» STUDY TEXT

_ _ _ _ _ _ _

Gather the evidence base for each audit dimension. This includes technical evidence (model outputs on test datasets, monitoring logs, performance reports), process evidence (governance approvals, change records, incident reports), and documentary evidence (policies, procedures, training materials). Evidence collection must be systematic and documented. What evidence was sought, what was obtained, and what was unavailable must all be recorded.

Request production inference logs for the audit period
Obtain training data documentation and provenance records
Interview model owner, data scientists, and operational stakeholders
Review all governance artifacts from the model's lifetime in production

Technical Evaluation

2 to 3 Weeks

Run the quantitative evaluations for each audit dimension. Performance testing on current production data. Fairness evaluation across protected groups with intersectional analysis. Explainability assessment against the required explanation level for the decision stake. Robustness testing under distribution shift and adversarial conditions. Security evaluation of the model serving infrastructure. Data governance review of training and inference data pipelines. Each evaluation must produce quantitative results documented in the audit record.

Finding Classification

1 Week

Classify each finding by severity based on the severity framework. Prioritize findings for remediation. Draft the preliminary finding list and validate findings with the model owner before finalizing. The model owner has the opportunity to provide context that may affect finding severity, but does not have the authority to remove findings from the audit record.

Reporting

1 Week

Produce the audit report. The report must include: executive summary, audit scope and methodology, summary of findings by severity, detailed finding descriptions with evidence references, remediation recommendations with prioritization, and the model owner's formal response. The audit report is a governance artifact and must be retained for the period required by applicable regulation.

Remediation Tracking

Ongoing

Track remediation of critical and high-severity findings. Critical findings require a remediation plan within 5 business days of report finalization and completion within 30 days or interim risk controls until completion. High-severity findings require remediation within 90 days. Remediation status is reviewed at the AI governance committee's next scheduled meeting following the report. Findings that are not remediated on schedule escalate to the Chief AI Officer.

_ _ _ _ _ _ _

» RECORDED INFORMATION
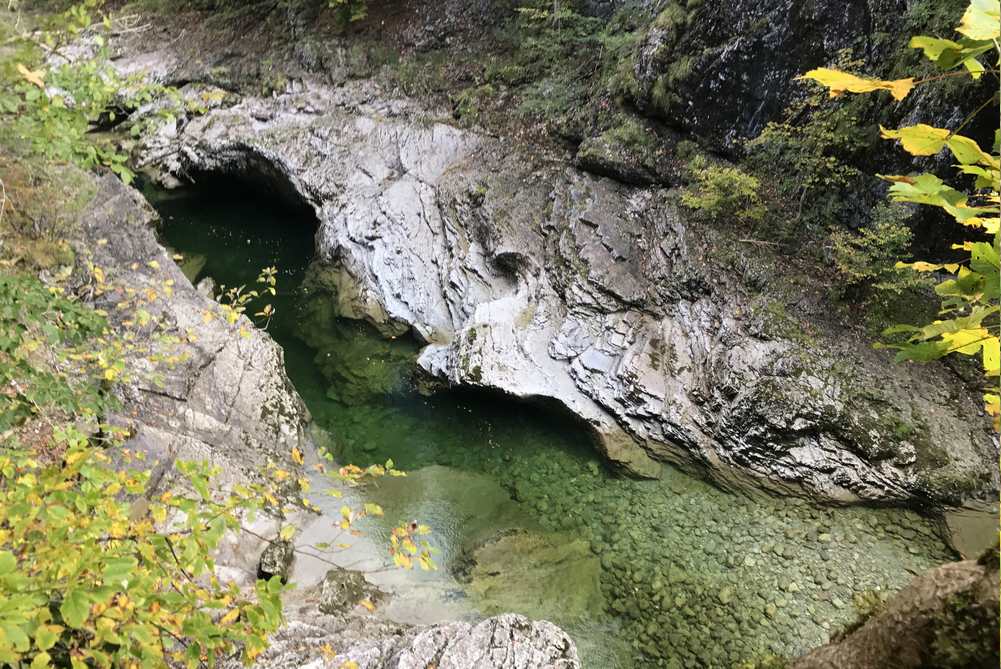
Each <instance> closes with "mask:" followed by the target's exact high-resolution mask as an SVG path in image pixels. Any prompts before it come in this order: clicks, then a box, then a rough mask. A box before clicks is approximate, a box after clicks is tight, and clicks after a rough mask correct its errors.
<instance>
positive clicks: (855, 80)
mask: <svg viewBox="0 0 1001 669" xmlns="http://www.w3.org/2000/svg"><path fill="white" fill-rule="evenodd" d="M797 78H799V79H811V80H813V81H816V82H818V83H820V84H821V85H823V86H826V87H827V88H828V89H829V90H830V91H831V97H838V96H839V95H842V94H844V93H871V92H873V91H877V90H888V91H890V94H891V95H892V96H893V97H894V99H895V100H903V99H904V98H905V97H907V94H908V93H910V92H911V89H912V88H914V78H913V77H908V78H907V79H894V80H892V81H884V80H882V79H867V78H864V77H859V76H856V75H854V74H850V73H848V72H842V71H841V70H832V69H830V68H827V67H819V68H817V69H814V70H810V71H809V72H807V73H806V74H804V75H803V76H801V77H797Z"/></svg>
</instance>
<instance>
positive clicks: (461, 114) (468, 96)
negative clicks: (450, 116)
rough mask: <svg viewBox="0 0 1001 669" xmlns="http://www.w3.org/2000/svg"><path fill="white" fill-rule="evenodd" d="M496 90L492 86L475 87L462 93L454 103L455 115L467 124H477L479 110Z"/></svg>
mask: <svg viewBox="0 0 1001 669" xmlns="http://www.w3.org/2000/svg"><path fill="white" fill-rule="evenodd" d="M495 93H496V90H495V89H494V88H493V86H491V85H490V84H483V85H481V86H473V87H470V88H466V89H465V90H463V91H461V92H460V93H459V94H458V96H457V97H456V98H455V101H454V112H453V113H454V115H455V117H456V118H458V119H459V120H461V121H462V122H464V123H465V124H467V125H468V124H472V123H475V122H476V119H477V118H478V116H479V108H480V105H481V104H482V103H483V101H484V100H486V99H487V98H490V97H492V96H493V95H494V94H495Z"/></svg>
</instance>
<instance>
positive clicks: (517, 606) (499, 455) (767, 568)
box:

_ _ _ _ _ _ _

» PROBLEMS TO WORK ON
1. Answer these questions from the audit text:
(a) How long does the Technical Evaluation phase take?
(b) Within how many days must high-severity findings be remediated?
(c) To whom do findings that are not remediated on schedule escalate?
2. List every item that the audit text says the audit report must include.
The material is separate from the audit text and does not belong to it.

» EXPECTED RESPONSES
1.
(a) 2 to 3 weeks
(b) 90 days
(c) The Chief AI Officer

2.
- Executive summary
- Audit scope and methodology
- Summary of findings by severity
- Detailed finding descriptions with evidence references
- Remediation recommendations with prioritization
- The model owner's formal response